Data lines:
"""

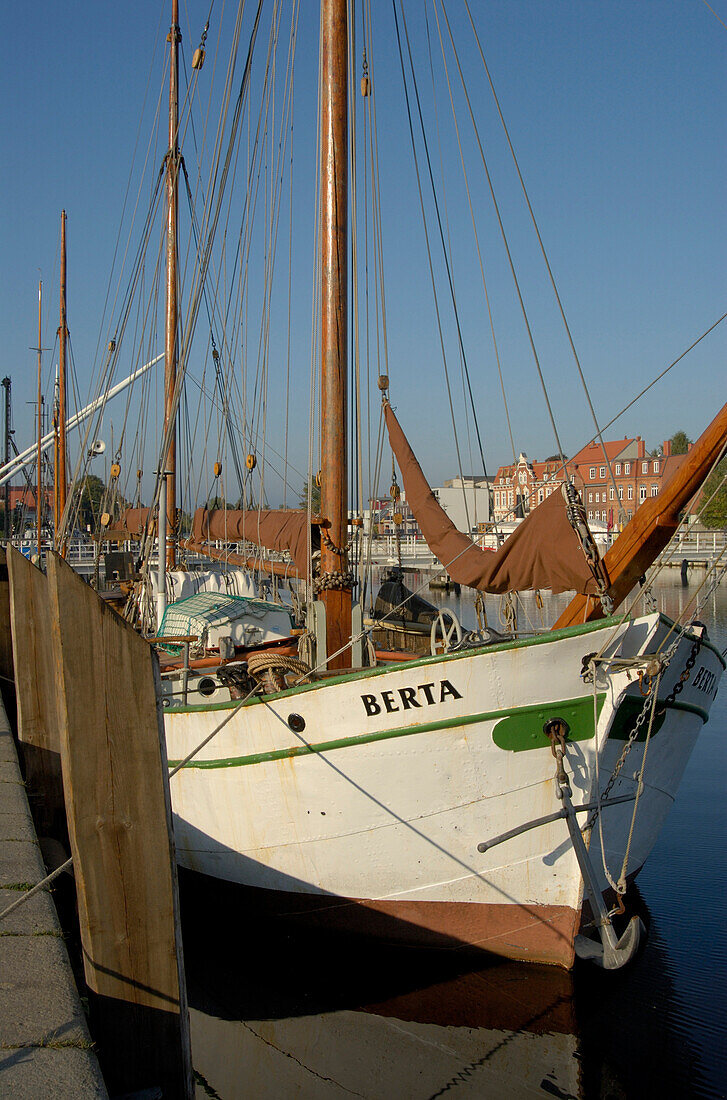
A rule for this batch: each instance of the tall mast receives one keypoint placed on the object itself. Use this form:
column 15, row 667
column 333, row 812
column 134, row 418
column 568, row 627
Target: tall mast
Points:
column 333, row 229
column 63, row 332
column 39, row 493
column 172, row 317
column 6, row 386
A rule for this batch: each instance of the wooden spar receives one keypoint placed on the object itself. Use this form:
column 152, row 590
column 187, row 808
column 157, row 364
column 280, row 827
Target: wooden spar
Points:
column 39, row 495
column 61, row 476
column 169, row 460
column 652, row 526
column 333, row 231
column 117, row 791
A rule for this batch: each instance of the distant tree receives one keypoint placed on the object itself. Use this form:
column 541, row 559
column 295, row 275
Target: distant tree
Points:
column 715, row 512
column 680, row 442
column 315, row 495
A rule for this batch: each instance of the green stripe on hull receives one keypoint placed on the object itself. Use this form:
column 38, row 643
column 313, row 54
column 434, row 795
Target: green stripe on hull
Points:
column 524, row 730
column 543, row 639
column 528, row 717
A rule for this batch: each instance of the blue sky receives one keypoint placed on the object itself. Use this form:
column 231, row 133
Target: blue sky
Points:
column 616, row 111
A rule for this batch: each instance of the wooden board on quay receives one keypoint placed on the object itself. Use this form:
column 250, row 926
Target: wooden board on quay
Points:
column 114, row 773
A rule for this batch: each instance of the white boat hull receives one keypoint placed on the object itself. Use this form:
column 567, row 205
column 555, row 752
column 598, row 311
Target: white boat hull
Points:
column 371, row 815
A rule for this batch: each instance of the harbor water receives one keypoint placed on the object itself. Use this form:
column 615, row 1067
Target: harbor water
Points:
column 278, row 1011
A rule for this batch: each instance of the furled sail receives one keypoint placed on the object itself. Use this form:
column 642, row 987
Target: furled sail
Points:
column 543, row 551
column 275, row 530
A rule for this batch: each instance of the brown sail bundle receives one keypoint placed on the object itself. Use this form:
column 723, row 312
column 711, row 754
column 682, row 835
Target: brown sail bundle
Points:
column 284, row 529
column 543, row 551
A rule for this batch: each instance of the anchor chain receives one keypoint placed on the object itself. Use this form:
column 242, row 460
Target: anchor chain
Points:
column 679, row 686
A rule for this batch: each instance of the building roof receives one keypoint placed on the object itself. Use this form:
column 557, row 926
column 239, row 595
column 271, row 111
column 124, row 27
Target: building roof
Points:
column 594, row 452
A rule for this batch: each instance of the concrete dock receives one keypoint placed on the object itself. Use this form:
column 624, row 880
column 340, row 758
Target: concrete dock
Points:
column 45, row 1047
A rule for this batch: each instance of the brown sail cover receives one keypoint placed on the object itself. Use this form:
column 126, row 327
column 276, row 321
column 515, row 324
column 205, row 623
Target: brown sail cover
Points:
column 131, row 525
column 275, row 530
column 543, row 551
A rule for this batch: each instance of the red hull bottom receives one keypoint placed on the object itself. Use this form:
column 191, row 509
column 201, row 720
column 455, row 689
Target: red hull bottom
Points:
column 526, row 933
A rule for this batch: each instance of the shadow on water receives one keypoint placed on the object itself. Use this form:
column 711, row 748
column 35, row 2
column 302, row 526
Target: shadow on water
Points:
column 281, row 1011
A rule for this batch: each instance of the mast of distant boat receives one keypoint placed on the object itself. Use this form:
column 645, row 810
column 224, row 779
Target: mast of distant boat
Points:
column 333, row 230
column 61, row 482
column 39, row 494
column 166, row 538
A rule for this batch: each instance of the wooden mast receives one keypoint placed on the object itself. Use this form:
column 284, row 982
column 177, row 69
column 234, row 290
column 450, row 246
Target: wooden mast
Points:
column 39, row 493
column 333, row 231
column 652, row 526
column 61, row 482
column 169, row 461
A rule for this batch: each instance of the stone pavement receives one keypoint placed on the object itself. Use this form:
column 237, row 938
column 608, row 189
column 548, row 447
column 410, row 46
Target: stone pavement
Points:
column 45, row 1048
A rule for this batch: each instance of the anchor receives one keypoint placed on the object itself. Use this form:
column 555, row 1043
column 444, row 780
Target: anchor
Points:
column 612, row 953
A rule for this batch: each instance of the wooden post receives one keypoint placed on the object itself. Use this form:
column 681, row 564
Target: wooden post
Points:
column 114, row 773
column 35, row 691
column 7, row 673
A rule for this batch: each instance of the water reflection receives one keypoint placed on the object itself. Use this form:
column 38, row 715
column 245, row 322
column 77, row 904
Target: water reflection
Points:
column 277, row 1011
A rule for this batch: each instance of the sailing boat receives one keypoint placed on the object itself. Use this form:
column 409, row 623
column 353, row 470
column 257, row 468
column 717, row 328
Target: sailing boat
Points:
column 489, row 795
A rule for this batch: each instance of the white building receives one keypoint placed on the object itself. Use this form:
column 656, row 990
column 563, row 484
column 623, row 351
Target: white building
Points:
column 466, row 501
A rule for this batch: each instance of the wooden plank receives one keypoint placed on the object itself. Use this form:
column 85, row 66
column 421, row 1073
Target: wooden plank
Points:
column 6, row 637
column 116, row 780
column 652, row 526
column 35, row 691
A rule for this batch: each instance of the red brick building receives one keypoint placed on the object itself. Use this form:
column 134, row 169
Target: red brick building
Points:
column 635, row 476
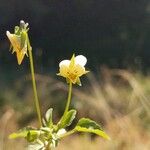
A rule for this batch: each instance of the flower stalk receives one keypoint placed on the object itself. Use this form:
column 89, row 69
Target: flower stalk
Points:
column 36, row 101
column 68, row 99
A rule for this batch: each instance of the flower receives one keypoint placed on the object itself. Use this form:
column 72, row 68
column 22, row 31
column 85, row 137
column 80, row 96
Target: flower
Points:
column 73, row 69
column 19, row 41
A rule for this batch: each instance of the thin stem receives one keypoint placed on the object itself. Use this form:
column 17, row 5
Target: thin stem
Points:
column 37, row 105
column 69, row 99
column 67, row 133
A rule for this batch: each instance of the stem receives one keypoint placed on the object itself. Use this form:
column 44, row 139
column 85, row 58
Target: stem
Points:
column 34, row 86
column 67, row 133
column 69, row 98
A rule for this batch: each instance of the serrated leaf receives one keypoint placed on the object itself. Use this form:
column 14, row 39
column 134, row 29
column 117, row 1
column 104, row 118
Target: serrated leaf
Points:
column 48, row 117
column 88, row 125
column 67, row 119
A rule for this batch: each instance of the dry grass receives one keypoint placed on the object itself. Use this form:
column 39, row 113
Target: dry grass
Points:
column 119, row 100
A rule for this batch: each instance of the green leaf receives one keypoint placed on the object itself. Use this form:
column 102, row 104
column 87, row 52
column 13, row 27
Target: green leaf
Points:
column 67, row 119
column 48, row 117
column 87, row 125
column 22, row 133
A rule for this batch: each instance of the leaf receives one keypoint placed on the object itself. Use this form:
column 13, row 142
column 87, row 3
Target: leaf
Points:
column 48, row 117
column 22, row 133
column 67, row 119
column 19, row 134
column 87, row 125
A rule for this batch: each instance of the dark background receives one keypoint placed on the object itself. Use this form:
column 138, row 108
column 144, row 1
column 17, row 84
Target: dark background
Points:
column 111, row 32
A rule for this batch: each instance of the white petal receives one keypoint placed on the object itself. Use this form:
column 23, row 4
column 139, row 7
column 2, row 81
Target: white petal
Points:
column 61, row 131
column 64, row 62
column 8, row 33
column 81, row 60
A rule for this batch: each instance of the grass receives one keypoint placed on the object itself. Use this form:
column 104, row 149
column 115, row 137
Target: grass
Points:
column 118, row 99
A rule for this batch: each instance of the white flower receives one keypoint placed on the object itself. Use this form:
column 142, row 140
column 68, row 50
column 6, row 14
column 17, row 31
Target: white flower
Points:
column 73, row 69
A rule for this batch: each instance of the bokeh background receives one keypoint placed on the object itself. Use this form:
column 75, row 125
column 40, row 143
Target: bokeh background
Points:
column 114, row 35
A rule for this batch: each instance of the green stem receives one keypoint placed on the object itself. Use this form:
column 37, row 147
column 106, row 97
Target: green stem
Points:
column 69, row 99
column 67, row 133
column 37, row 105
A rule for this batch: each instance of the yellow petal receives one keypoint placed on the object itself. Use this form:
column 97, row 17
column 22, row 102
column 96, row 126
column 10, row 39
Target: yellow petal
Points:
column 15, row 41
column 72, row 62
column 81, row 60
column 63, row 71
column 20, row 56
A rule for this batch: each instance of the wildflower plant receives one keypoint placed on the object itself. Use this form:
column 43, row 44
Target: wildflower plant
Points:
column 48, row 134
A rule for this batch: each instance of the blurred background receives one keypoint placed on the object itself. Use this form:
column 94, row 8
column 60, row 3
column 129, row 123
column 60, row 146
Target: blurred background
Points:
column 114, row 35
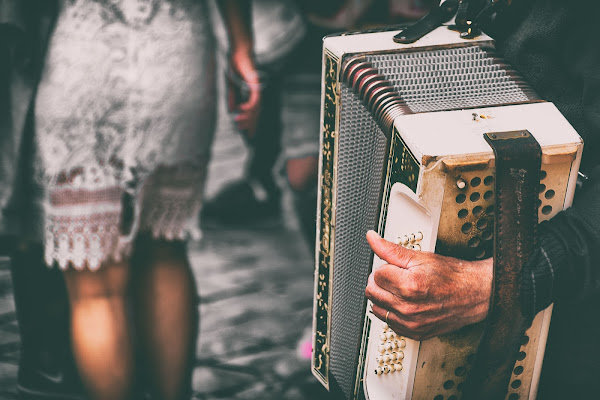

"""

Given exercise:
Starting at the line that contains "A rule for this batch: each instance of the distant" and ending at the line that contains "column 616, row 111", reproduce those lines of the data with "Target" renamed to "Label" and everything else left unchanged.

Written response:
A rule for this batch: each instance of the distant tree receives one keypoint placed on the object itself. Use this form:
column 541, row 559
column 295, row 275
Label: distant tree
Points:
column 715, row 512
column 680, row 442
column 315, row 495
A rule for this batch: each instance of the green stripe on hull receives one keypoint placed on the object itself. Use this form:
column 38, row 643
column 313, row 54
column 434, row 795
Label: green stripe on hull
Points:
column 524, row 730
column 543, row 639
column 528, row 717
A rule for this batch: each instance of the blue sky receives one keypoint placed on the object itself. Use this form:
column 231, row 133
Label: blue sky
Points:
column 616, row 111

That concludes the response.